READING PASSAGE —
Start of Block

As part of my job, I’m supposed to write no less than 2 stories everyday. But this one, I’m writing with utmost care because today, I’m going to pen down my story.
I joined the workforce right out of college. You see, I’m an Indian millennial, and we all know that this generation has too much competition. From a seat in the metro to a job in an MNC, there’s at least 10 people competing with you, if not more. And hence, being the ferociously ambitious girl that I am, I decided I wanted to start early.
I had it all planned for myself. I was in one of the best colleges, became the General Secretary of my department, and I graduated with first division, just like I always wanted to. During my last semester, I took an internship with a media house and gave my exams, and still managed a first division.
I just always wanted to be the best and I was ready to work for it.
So, I set foot out of college trying to emulate the same success I had in my academic years. I wanted my stories to do well, for people to recognize my name, to get messages from strangers thanking me for what I’d written, to go cover events, and basically be regarded as a good professional.
On the first day of my first job, I did surprise my editor a little with my speed. The first impression is the most important one, isn’t it? I tried to think of the best ideas and put my heart into everything I was writing. I quietly wished for my seniors to notice.
And they did.
I would get a mail every time I did well, strangers did message me to tell me about my writing, and people wanted me to come and cover events.
It became a high; to check the numbers and see my article climbing the chart. It became an addiction to get a mail saying I do good work. Six months into working and I already had my first increment.
I got everything I wanted. Till, I really didn’t want it.
Something happened and now, stepping into office seems like a task. My editor is more than disappointed with my speed because I’m slow. And I’m trying my best to write something that comes right out of my heart, but then I lose focus.
I walk into the office feeling tired.
This worried me for a long time because this isn’t how I am. I didn’t recognise this person. I hated myself further because I was giving work way below my capability but I just didn’t have the energy anymore. I slept everyday hating myself for not completing the work and knowing I didn’t have the energy to complete it.
The girl who had it all planned was definitely losing control of it all.
After seeing a therapist, I was told that I’m burnt out.
Burnout syndrome happens when you’re mentally and physically exhausted due to excessive stress. When you’re working but you feel unable to meet constant demands, that’s when you’re burnt out.
The symptoms were right in front of me but I refused to see them:
- You feel like you have no energy left in you.
- Disinterest in your work.
- Loss of appetite or exceptional increase in appetite
- Anxiety, especially work related
I was advised to rest.
Rest, something that our generation knows nothing about.
I didn’t doubt my therapist’s intentions one bit but he can’t just ask me to give up on work and tell my boss I’m too stressed to come to work. I didn’t quite know how to deal with my diagnosis.
I love my work, then how did I end up like this?
My office environment is a balance of discipline and fun. I’m not pressurized into doing what I don’t want to. My editor is a lady who lets me work while I’m sprawled on a couch. There is no more pressure than there should be, then how did this happen?
And that’s when my therapist broke it to me: It is me.
I put unnecessary pressure on myself. I did this to me. I ate into my own ambition.
This isn’t just my story though. It is how our entire generation is.
We put so much importance on our work that we end up losing our minds.
We give up on sleep because we’re aiming for a perfect assignment, we mess up our food habits because we put work first and we try to come to office even when we’re sick because we can’t compromise on work. In fact, even when we’re on vacation, we keep refreshing the mail app. You know, just in case.
Our minds are always working. Even while you’re out having a drink with friends, you’re probably thinking about that one mail you saw and should be working on even if the mail says you’re supposed to work on it in the morning.
We’re absolutely happy giving up our sanity for the sake of our work. It is a race after all.
And we can’t really be blamed. We do grow up on a steady diet of “Career sab kuch hai” or “Is course se toh career ban jaayega.”
We start treating our jobs like they’re not just roles but like our whole lives depend on them. There is pressure in an office environment but it is limited. All that stress is something we put on ourselves because we want to not just make it big, but do it real quick.
We keep ourselves working because we believe we need to be struggling. We end up getting used to working round the clock and if we work even an hour less, we start thinking that we’re not going to be the next big thing.
But the truth is that you can always get another job, that you can always complete that assignment tomorrow and that no one will kill you if you’re sick for a day.

End of Block

Pointing data for regions
Start of Block

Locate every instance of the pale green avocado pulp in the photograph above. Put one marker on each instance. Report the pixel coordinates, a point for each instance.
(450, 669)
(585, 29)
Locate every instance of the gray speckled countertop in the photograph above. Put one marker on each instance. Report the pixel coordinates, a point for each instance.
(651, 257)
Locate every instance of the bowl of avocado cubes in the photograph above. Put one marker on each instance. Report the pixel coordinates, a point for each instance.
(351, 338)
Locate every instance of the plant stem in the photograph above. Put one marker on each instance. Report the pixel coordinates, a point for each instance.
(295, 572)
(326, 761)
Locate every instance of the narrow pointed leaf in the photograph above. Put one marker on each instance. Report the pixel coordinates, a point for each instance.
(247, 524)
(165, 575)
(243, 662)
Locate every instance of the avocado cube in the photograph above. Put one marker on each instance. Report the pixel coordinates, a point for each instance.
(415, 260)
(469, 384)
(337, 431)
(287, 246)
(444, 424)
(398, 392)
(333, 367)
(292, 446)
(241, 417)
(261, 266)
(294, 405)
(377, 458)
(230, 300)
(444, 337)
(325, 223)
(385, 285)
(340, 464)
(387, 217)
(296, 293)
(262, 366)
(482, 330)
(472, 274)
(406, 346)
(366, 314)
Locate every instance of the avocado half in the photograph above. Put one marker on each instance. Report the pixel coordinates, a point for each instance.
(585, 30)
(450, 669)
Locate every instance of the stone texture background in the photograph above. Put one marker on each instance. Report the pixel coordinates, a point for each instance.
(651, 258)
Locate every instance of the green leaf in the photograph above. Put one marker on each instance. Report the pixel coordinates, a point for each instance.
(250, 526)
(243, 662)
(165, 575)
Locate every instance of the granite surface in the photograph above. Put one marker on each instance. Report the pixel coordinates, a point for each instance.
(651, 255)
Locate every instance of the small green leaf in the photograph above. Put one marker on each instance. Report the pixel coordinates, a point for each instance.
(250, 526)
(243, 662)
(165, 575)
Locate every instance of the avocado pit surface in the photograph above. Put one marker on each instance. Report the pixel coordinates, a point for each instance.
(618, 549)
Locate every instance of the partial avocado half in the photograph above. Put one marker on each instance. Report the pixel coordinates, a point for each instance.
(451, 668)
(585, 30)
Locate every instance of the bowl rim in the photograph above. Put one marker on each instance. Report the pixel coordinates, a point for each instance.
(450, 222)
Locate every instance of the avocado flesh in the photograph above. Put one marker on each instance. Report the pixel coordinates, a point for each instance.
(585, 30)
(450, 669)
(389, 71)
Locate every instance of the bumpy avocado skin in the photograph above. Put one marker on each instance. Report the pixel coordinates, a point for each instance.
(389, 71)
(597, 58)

End of Block

TASK DETAILS —
In the essay about burnout, what did the writer's therapist advise after the diagnosis?

TASK RESPONSE —
To rest.